TO BE DONE — Output the line containing "Identify each instance of the large" and all subsequent lines of the listing below, copied exactly, with no other lines.

EXCERPTED RECORDS —

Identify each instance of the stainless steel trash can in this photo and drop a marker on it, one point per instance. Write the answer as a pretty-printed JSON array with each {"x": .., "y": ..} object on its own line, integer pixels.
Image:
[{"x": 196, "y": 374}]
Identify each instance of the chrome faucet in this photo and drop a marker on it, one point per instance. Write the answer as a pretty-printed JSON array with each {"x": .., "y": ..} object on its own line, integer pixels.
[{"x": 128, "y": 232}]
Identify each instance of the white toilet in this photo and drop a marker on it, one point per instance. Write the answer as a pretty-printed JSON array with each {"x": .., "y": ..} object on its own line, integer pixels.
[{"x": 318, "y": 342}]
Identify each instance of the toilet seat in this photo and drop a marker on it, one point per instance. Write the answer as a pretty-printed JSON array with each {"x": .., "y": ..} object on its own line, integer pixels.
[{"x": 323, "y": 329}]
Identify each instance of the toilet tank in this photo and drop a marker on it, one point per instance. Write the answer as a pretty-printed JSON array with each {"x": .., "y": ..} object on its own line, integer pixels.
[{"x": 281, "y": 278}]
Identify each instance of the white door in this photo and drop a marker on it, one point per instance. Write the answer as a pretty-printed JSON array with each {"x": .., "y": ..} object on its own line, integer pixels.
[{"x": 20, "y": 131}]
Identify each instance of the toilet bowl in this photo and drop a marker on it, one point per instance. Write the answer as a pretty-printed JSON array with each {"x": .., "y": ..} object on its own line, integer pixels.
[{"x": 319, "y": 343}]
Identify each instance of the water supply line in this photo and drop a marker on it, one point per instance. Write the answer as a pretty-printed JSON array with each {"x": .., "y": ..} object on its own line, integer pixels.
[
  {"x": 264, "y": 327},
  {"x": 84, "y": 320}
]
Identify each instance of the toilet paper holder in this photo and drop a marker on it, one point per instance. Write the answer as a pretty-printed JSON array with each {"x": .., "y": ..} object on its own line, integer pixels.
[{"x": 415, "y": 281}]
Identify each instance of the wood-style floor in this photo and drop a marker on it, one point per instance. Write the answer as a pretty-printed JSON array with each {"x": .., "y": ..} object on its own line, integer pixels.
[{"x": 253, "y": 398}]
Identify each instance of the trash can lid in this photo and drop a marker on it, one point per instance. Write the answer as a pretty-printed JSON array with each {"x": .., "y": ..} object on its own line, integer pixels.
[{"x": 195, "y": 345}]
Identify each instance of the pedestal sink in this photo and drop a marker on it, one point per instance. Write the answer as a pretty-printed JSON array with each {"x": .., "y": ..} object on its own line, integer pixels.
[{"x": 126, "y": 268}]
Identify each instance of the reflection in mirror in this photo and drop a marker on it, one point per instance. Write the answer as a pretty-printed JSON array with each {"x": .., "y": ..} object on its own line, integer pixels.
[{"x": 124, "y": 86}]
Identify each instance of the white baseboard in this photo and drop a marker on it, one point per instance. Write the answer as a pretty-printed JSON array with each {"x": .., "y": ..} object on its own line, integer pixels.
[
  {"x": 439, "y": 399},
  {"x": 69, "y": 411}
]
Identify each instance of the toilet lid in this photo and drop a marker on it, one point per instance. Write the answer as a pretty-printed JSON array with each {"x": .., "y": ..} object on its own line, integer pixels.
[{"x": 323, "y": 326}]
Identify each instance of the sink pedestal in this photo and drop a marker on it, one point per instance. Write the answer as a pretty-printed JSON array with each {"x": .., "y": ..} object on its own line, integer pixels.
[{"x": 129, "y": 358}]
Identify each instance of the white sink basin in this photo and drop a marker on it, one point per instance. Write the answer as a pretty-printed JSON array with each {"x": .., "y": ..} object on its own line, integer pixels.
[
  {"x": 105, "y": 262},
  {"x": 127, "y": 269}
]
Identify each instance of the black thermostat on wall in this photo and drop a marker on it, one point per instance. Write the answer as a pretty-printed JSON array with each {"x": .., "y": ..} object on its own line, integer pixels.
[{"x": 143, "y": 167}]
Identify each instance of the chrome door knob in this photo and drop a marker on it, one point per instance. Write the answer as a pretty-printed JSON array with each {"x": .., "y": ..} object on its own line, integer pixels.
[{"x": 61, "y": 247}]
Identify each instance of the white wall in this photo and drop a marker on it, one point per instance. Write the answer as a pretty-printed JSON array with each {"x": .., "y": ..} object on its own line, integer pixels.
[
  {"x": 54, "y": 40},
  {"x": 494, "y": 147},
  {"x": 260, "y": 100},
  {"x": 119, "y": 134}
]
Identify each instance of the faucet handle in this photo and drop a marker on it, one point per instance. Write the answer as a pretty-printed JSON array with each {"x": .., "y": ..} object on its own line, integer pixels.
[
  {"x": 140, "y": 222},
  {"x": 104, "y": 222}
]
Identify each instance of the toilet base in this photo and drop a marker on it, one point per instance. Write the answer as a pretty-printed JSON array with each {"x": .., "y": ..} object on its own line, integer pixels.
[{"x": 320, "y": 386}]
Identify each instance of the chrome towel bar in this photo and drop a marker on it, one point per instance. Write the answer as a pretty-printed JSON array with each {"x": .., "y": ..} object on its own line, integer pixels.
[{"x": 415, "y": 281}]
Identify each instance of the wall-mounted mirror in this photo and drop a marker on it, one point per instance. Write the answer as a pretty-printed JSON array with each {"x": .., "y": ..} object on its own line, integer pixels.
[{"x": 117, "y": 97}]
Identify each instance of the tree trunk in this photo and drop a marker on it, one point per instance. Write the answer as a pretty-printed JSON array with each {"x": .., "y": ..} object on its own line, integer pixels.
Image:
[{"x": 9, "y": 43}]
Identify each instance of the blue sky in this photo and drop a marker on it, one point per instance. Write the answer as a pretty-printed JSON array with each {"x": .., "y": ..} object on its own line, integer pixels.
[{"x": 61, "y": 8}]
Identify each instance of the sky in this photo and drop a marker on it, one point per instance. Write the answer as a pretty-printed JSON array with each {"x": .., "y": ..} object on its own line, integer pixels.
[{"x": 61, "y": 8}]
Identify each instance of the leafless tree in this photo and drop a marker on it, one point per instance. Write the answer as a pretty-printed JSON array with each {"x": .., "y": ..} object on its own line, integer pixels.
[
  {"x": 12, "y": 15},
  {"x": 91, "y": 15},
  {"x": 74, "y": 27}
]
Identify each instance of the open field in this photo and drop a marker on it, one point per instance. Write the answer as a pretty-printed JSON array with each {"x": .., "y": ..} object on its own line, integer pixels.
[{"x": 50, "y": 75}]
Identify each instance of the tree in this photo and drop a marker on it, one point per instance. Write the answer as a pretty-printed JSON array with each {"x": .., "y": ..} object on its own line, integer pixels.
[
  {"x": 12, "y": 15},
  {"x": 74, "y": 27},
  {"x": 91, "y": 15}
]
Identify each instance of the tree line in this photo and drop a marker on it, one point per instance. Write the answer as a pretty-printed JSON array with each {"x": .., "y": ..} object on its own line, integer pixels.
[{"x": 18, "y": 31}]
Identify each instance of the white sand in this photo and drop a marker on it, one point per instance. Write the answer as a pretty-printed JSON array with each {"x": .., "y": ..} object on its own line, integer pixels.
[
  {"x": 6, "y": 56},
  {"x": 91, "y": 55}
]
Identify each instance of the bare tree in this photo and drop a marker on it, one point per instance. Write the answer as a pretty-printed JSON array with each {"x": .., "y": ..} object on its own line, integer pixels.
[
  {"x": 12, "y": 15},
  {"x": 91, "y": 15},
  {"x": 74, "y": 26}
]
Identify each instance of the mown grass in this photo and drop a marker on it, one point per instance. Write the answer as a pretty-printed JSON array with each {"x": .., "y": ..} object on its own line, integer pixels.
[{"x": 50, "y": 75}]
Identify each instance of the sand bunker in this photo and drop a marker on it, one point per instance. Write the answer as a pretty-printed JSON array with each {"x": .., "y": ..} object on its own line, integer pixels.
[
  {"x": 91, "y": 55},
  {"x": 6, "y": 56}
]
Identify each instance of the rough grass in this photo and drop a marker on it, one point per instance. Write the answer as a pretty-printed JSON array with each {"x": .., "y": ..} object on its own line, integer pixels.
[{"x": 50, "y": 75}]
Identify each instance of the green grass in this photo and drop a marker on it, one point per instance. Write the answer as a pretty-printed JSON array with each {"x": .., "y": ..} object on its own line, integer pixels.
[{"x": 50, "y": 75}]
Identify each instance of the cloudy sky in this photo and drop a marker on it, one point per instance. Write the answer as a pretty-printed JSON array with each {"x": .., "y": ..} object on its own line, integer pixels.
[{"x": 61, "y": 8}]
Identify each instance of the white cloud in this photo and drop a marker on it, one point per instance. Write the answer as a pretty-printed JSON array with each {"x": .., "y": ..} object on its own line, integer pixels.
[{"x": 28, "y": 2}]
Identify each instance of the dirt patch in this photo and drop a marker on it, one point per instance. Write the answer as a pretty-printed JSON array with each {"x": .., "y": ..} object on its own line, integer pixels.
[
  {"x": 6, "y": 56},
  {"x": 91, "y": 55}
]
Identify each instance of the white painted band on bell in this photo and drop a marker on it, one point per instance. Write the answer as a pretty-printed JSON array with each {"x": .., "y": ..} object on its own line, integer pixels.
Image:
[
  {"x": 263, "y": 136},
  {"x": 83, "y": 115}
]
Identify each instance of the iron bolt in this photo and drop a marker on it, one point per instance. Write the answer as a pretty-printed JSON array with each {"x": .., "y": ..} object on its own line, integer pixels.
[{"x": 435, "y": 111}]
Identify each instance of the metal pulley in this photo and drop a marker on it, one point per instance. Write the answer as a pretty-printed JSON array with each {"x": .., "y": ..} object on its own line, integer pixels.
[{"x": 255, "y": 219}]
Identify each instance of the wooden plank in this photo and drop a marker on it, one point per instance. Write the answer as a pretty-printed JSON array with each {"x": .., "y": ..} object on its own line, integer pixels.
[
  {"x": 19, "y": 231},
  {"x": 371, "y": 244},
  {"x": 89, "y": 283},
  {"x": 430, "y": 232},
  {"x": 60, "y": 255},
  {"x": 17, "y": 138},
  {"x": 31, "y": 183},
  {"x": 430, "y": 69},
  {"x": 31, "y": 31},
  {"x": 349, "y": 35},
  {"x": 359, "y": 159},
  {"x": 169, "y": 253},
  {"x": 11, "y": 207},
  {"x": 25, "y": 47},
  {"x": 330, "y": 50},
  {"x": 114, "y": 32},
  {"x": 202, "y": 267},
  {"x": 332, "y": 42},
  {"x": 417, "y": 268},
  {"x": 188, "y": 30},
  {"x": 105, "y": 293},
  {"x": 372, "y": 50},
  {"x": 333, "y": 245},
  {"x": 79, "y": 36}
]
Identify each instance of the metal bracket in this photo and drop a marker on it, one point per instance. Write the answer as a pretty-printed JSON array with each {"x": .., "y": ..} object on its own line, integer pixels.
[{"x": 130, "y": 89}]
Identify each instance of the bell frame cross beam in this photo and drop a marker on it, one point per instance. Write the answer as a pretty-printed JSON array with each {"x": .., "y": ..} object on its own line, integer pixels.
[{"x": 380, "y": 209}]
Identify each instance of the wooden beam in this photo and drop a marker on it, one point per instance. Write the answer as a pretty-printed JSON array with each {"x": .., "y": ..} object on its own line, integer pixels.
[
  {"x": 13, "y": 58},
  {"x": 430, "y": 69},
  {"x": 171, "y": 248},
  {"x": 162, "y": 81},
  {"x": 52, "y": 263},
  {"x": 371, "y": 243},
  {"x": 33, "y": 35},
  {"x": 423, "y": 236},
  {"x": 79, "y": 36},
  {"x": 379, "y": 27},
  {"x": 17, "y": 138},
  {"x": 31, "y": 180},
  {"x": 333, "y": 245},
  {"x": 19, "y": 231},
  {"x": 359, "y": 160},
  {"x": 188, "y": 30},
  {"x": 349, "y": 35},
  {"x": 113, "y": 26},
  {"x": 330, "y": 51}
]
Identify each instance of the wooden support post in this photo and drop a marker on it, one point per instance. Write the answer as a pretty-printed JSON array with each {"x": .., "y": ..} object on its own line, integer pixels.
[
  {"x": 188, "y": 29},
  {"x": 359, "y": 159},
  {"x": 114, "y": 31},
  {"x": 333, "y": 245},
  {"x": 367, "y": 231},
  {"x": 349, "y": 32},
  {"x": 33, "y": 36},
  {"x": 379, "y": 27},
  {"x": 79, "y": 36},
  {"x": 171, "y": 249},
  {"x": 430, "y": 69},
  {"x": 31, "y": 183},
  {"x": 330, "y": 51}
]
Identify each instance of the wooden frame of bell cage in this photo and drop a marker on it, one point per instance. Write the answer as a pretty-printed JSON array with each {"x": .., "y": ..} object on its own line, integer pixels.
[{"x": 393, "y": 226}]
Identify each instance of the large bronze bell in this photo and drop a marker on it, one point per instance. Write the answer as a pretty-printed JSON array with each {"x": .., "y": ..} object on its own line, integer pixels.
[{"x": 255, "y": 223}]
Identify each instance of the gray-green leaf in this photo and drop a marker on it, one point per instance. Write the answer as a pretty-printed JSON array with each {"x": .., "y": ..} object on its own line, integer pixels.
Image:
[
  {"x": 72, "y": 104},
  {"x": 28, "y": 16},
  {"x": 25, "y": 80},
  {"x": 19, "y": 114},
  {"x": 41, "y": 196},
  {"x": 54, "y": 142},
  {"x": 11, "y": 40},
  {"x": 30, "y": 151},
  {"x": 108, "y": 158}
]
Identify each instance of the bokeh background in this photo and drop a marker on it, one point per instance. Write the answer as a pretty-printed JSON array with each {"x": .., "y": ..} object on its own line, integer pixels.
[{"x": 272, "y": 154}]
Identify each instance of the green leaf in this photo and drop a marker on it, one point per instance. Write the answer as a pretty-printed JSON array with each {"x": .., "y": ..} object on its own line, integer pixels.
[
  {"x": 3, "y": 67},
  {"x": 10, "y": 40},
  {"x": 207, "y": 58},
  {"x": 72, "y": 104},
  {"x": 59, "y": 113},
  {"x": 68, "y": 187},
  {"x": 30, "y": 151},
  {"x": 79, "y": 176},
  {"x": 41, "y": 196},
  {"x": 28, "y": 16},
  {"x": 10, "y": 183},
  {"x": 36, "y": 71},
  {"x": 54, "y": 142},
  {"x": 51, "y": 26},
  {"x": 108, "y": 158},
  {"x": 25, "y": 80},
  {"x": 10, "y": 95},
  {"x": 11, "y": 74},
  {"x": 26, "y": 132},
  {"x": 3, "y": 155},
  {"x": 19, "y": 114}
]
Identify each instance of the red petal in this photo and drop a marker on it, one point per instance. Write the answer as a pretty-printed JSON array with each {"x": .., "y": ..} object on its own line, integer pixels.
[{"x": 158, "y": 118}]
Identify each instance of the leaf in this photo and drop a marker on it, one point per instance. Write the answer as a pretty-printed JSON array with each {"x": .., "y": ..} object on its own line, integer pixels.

RESPONSE —
Identify each instance of the large bronze bell in this photo and drop a marker on it, one point per instance. Write the answer as a pretty-printed JSON array with each {"x": .., "y": ..} object on its own line, integer pixels.
[{"x": 255, "y": 223}]
Identify each instance of the gray-green leaf in this photo and drop a marker on it, one point per instance. Write the answer as a pretty-printed JSON array with each {"x": .., "y": ..} object on its own line, integer pixels.
Image:
[
  {"x": 72, "y": 104},
  {"x": 28, "y": 16},
  {"x": 25, "y": 80},
  {"x": 19, "y": 114},
  {"x": 41, "y": 196},
  {"x": 54, "y": 142},
  {"x": 11, "y": 40},
  {"x": 30, "y": 151},
  {"x": 108, "y": 158}
]
Identify each instance of the bokeh background in this photo and drop a marker on it, one point per instance. Write the answer as a pretty-printed JSON array with each {"x": .., "y": ..} object on its own line, integer pixels.
[{"x": 272, "y": 154}]
Identify each instance of the green leaf in this photo and drop a marker on it, one point per instance. Write the answer as a pretty-printed JSON array with each {"x": .., "y": ..} object on its own line, integer pixels.
[
  {"x": 3, "y": 67},
  {"x": 10, "y": 40},
  {"x": 207, "y": 58},
  {"x": 72, "y": 104},
  {"x": 59, "y": 113},
  {"x": 68, "y": 187},
  {"x": 30, "y": 151},
  {"x": 79, "y": 176},
  {"x": 41, "y": 196},
  {"x": 28, "y": 16},
  {"x": 10, "y": 183},
  {"x": 36, "y": 71},
  {"x": 54, "y": 142},
  {"x": 51, "y": 26},
  {"x": 108, "y": 158},
  {"x": 25, "y": 80},
  {"x": 10, "y": 95},
  {"x": 11, "y": 74},
  {"x": 26, "y": 132},
  {"x": 3, "y": 155},
  {"x": 19, "y": 114}
]
Identify each instance of the red petal in this photo and drop a marker on it, one point per instance. Write the answer as a pretty-printed JSON array with each {"x": .., "y": ..} object on its own line, integer pixels.
[{"x": 158, "y": 118}]
Identify each instance of the leaf in this photo and drop a marker on it, one point per instance. Write the answer as a pretty-printed JSON array with each {"x": .., "y": ..} object on its own line, integer pixels.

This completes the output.